#### What this task involves
Beginning with the line that holds "Target: eroded cliff face" in the data below, give again every line through the one that holds "the black leggings?", exactly as written.

(Material shown)

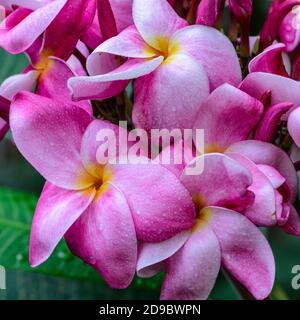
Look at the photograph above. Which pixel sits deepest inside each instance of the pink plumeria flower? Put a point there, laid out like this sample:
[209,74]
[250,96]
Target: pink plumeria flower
[220,236]
[175,65]
[101,210]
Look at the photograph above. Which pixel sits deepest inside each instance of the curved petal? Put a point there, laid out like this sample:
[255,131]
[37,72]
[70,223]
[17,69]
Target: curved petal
[156,21]
[161,207]
[223,182]
[48,133]
[152,255]
[54,80]
[104,237]
[282,89]
[246,253]
[191,273]
[228,115]
[21,82]
[294,125]
[56,211]
[105,85]
[266,153]
[17,34]
[270,60]
[210,48]
[262,212]
[170,97]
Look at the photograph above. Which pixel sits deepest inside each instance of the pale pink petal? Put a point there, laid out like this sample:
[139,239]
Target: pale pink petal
[223,182]
[165,207]
[21,82]
[246,253]
[228,115]
[170,97]
[156,21]
[56,211]
[191,273]
[17,35]
[53,83]
[151,255]
[210,48]
[48,133]
[104,237]
[266,153]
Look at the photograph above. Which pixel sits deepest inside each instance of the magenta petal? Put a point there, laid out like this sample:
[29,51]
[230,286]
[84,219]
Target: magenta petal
[156,20]
[160,205]
[21,82]
[56,211]
[266,153]
[48,133]
[228,115]
[169,98]
[246,253]
[104,237]
[19,34]
[151,255]
[53,83]
[191,273]
[224,182]
[210,48]
[271,61]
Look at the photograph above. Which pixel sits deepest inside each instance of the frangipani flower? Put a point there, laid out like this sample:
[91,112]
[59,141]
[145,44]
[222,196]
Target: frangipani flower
[175,65]
[192,259]
[102,210]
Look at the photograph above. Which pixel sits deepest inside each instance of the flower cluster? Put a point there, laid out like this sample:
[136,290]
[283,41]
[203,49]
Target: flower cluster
[160,65]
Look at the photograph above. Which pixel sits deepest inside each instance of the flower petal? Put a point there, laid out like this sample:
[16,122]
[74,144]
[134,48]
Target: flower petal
[156,21]
[191,273]
[224,182]
[161,207]
[18,34]
[56,212]
[104,237]
[21,82]
[210,48]
[266,153]
[170,97]
[48,133]
[246,253]
[228,115]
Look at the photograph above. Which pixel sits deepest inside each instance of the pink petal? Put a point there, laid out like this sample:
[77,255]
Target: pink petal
[48,133]
[53,83]
[63,27]
[111,82]
[262,211]
[104,237]
[271,61]
[170,97]
[224,182]
[21,82]
[211,48]
[228,115]
[166,207]
[293,224]
[246,253]
[19,34]
[209,12]
[266,153]
[282,89]
[56,211]
[191,273]
[156,21]
[151,255]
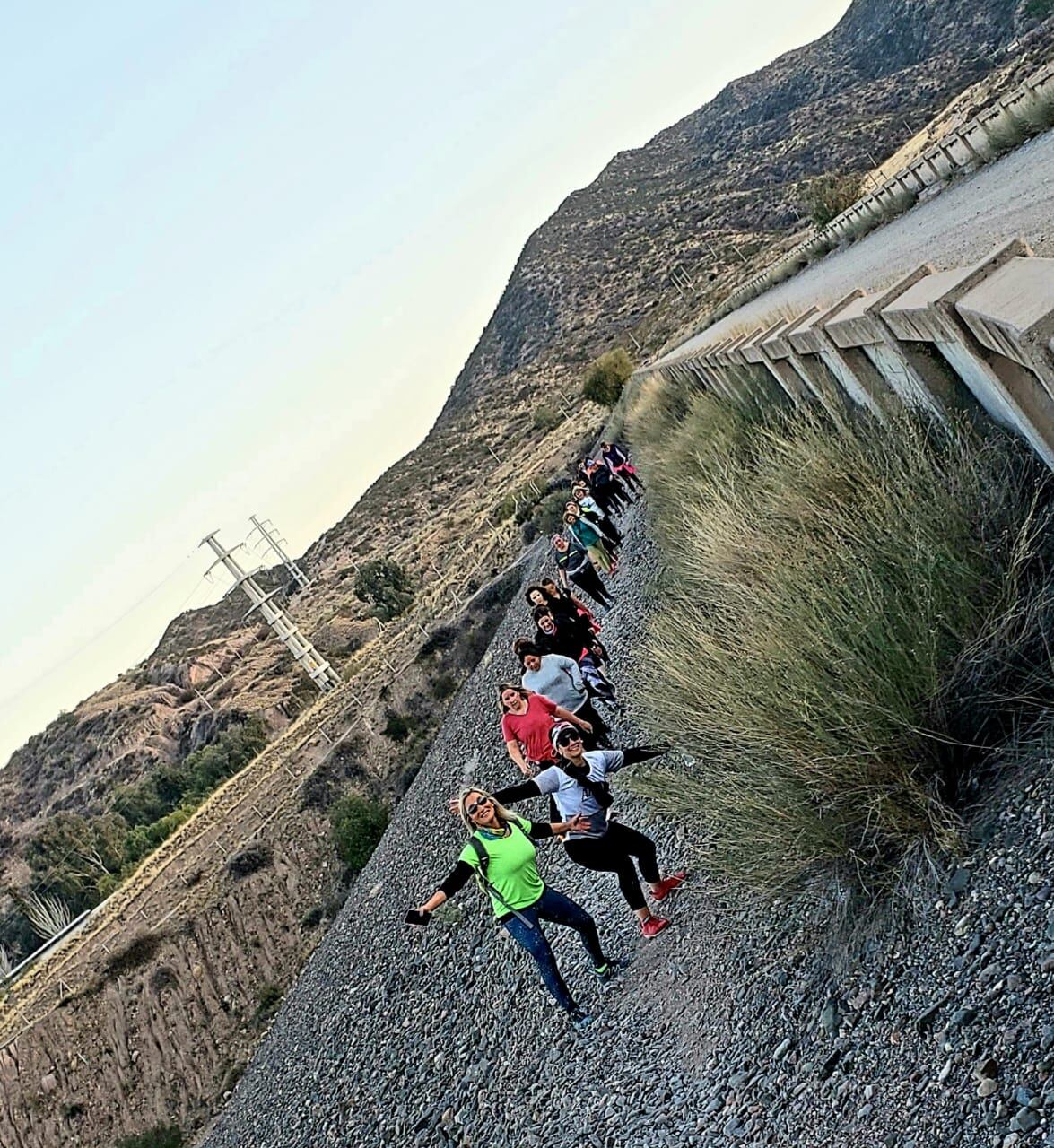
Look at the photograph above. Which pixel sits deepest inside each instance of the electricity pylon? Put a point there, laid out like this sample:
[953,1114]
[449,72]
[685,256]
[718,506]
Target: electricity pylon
[270,535]
[310,660]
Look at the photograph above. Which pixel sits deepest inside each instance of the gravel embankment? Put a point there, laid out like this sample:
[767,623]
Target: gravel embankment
[736,1026]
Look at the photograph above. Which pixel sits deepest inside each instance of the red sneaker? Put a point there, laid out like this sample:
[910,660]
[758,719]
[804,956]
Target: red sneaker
[652,926]
[667,886]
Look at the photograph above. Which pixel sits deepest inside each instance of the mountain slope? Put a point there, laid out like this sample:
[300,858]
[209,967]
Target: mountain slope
[722,184]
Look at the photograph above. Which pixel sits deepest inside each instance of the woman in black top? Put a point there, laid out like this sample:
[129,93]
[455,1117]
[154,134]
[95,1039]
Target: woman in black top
[573,562]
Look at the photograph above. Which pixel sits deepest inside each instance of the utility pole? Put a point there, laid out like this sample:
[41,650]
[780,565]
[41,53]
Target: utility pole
[274,540]
[310,660]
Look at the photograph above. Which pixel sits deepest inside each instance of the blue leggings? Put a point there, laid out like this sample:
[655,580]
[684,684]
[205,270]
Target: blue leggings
[561,910]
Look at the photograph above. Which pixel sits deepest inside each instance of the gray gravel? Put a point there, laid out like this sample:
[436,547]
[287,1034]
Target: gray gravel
[737,1026]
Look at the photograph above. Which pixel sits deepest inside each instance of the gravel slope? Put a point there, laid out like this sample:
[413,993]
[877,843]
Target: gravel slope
[736,1026]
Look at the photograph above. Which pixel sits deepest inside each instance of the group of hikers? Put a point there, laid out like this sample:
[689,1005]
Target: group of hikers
[559,742]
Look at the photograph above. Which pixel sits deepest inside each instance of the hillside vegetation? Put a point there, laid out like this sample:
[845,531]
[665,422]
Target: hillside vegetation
[849,617]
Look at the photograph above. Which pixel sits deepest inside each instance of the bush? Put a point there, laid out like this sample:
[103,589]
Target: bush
[139,951]
[827,196]
[443,685]
[357,824]
[161,1135]
[267,1000]
[848,620]
[606,377]
[385,586]
[397,726]
[249,860]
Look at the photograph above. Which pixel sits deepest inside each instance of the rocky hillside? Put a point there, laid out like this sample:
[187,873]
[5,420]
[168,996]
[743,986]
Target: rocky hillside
[725,183]
[788,1024]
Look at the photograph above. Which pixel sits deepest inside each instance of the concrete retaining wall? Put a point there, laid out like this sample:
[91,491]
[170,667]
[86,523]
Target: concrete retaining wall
[977,337]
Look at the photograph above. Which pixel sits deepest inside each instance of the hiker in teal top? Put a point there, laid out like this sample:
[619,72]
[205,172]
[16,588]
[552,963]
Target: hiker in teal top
[591,540]
[501,852]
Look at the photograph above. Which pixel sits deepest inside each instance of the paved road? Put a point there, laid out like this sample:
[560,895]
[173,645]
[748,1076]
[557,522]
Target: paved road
[1013,196]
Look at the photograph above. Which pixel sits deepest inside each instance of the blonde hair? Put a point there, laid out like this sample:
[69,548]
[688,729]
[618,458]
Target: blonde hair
[503,815]
[511,685]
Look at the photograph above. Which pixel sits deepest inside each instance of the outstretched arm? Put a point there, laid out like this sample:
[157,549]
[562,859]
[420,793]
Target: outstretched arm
[517,755]
[567,716]
[540,831]
[643,753]
[454,881]
[515,794]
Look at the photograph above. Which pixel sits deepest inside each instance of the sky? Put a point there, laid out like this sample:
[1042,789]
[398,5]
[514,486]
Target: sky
[246,249]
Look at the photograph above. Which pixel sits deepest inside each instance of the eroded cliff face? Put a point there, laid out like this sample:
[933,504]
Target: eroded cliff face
[160,1033]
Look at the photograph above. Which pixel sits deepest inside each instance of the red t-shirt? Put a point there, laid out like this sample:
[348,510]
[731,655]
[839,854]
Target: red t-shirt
[532,728]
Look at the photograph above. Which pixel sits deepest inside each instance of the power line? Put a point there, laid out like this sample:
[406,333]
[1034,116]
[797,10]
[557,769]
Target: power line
[101,634]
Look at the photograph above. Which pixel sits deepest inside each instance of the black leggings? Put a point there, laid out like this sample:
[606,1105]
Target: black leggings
[614,852]
[588,580]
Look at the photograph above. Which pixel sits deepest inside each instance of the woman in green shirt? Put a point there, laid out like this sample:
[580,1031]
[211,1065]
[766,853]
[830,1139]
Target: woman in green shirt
[501,851]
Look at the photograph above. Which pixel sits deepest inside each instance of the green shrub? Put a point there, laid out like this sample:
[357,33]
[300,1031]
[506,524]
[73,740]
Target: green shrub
[161,1135]
[251,859]
[385,586]
[848,619]
[606,377]
[267,1000]
[443,685]
[357,824]
[138,952]
[827,196]
[397,726]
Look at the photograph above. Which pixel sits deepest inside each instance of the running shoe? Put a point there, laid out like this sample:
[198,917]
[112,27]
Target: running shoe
[653,926]
[610,969]
[668,885]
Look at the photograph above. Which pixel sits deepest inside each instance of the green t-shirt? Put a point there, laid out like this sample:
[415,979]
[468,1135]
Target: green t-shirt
[511,867]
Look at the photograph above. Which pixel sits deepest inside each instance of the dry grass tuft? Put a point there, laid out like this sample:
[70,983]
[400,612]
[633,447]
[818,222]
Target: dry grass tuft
[845,620]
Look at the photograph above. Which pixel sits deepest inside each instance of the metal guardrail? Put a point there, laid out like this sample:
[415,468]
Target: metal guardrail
[48,945]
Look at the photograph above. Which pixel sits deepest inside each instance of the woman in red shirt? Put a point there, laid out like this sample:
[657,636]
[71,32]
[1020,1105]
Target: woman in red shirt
[526,721]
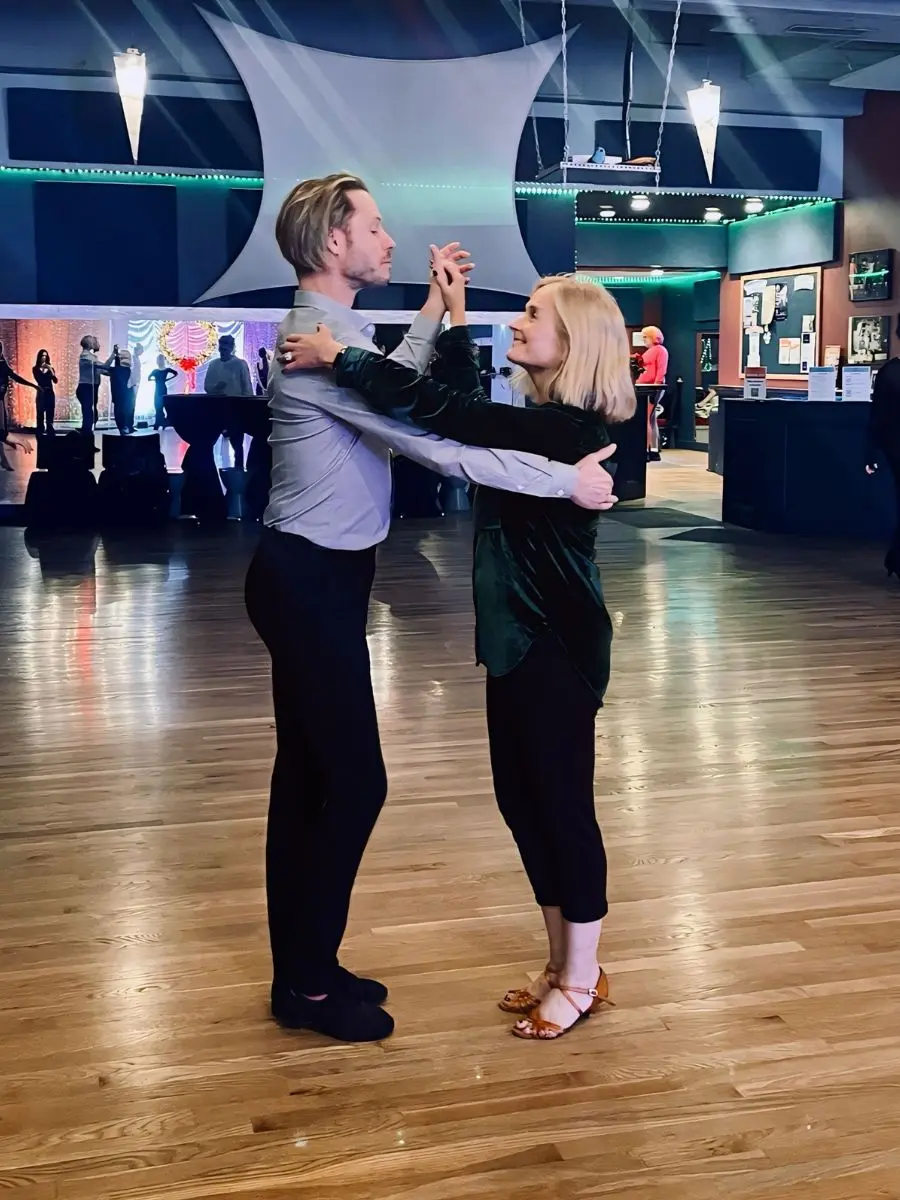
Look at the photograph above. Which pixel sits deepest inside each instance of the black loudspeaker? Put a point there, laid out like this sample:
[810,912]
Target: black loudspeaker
[70,451]
[135,485]
[138,454]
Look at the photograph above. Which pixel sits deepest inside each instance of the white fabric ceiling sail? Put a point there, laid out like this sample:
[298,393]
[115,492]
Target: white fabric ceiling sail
[436,142]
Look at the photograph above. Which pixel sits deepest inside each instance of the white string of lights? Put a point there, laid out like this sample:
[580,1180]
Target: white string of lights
[534,119]
[669,88]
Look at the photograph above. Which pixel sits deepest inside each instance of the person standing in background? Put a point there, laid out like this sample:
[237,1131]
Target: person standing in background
[229,376]
[883,444]
[90,371]
[7,442]
[46,379]
[160,378]
[121,390]
[262,371]
[7,376]
[136,369]
[655,367]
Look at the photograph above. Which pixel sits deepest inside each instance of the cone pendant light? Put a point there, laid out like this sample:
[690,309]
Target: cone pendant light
[705,105]
[131,81]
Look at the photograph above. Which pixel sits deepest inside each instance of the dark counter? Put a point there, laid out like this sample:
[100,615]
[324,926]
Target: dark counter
[798,467]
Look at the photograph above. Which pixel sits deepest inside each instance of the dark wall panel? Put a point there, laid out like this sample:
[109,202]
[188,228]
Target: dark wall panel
[685,247]
[49,125]
[751,157]
[798,238]
[106,244]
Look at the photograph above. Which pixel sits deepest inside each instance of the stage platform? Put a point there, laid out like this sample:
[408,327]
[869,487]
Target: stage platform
[748,790]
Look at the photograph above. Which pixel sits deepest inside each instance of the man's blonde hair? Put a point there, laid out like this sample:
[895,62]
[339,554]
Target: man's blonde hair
[595,370]
[307,216]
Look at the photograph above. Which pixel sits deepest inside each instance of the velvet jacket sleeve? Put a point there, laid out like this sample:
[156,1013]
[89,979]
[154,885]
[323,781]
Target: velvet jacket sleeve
[460,411]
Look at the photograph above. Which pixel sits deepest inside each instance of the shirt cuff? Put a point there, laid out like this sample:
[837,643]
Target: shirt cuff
[565,480]
[424,328]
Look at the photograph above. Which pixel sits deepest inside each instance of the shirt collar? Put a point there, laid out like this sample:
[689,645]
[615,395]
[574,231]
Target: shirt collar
[333,307]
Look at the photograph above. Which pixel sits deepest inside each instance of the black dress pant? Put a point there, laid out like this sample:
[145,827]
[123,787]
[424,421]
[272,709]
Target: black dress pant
[310,605]
[87,397]
[46,406]
[540,724]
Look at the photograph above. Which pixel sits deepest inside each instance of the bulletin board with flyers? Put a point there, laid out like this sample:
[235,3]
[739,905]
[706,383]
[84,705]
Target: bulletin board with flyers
[780,322]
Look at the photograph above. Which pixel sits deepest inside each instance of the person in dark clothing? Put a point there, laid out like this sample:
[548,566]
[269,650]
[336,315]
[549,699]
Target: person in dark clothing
[7,442]
[883,444]
[46,379]
[262,371]
[121,391]
[161,377]
[543,630]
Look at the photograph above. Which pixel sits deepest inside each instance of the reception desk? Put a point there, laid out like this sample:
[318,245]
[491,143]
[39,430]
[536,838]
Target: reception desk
[798,467]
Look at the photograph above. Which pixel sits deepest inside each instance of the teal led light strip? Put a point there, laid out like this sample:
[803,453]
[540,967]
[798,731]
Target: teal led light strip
[657,221]
[124,175]
[611,281]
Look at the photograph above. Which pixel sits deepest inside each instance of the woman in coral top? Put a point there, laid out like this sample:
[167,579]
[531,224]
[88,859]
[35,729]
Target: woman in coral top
[655,365]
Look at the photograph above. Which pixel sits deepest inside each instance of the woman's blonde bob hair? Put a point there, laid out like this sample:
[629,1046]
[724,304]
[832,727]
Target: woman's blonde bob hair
[595,372]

(End Material shown)

#### Output of the task
Target: eroded cliff face
[160,1033]
Look at the photograph above. Which pixel sits deepest inside each instance of the red t-shirt? Put a point there, laid out like this sample:
[348,510]
[731,655]
[839,854]
Target: red t-shirt
[532,728]
Look at the photograph above. Which pixel sits deepest inside each instance of the power line? Put a point there, laid out like this sample:
[406,333]
[1034,116]
[797,10]
[557,769]
Target: power line
[101,634]
Look at the photograph above. Which pixel sits deepest inside each instance of the black leggings? Put a point there, laid out like this sample:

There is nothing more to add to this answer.